▶ Excerpt provided
>>>
# Divided tank mates for Betta?



## RuBirdBlue (Jul 23, 2009)

We've only recently moved our beautiful betta boy into a ten gallon tank. The tank has sand, live plants, some driftwood and currently the only other occupant is a ghost shrimp named Scampi.

We noticed after a few days that our Betta (Zaphod) was flaring at the filter through the glass. We tried to cover his view of the filter, but he continued to flare without stopping. We tried moving the filter, changing its settings, putting up a background, changing the lighting in case it was his reflection he was seeing, but none of it helped. Finally, to prevent him from exhausting himself, we just put up a tank divider to keep him away from the filter.

The next day we found he had begun to build a bubble nest along the divider.

At any rate, we now have the right half of the tank looking rather dull compared to our bright guy on the left. Are there any possible tank mates that would do well in half of a ten gallon tank with a betta next door? The divided space doesn't really seem big enough for schooling fish, and so we're unsure of what might do well there. We would prefer to avoid any neighbors that Zaphod might see as competition.

Any suggestions?


----------



## AngelicScars (May 5, 2009)

Another Betta would be just fine. If you get a female, it would be an interesting show on his part. She'd probably ignore him the whole time.
As far as other things on the other side, you are limited with it being 5 gallons. You can get a couple of ADFs, they are really interesting. Ha, I'm not sure about anything else.  
Good luck!


----------



## RuBirdBlue (Jul 23, 2009)

A female, huh? I hadn't actually considered that, because I wasn't sure if being in constant sight of each other would be stressful or not, even though the tank has hiding places on both sides.


----------



## rb500 (Jul 12, 2009)

I think another betta would be great. Even if they do see each other it wouldn't be stressful, as long as they don't feel they are in any danger which i doubt they would.


----------



## Vikki81207 (May 27, 2009)

My boy Blue loves being next to Aqua. They both show interest in eachother. It's cute because she flares at him too. He had a bubble nest literally covering the whole top of his side of the tank. I think you should get a female.


----------



## neenjar (Jun 19, 2009)

I would add more decorations and hiding places and let him have his full tank back. Mine flare at their reflections from time to time, but my tanks are so densely planted that they quickly forget about that and move along.
<<<
▶ Short problem
In the forum thread on tank mates for a betta, what did the betta begin building along the divider the day after it went up?

▶ Data shown
>>>
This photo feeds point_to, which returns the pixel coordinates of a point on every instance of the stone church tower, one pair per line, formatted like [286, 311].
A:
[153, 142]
<<<
▶ Output
A bubble nest.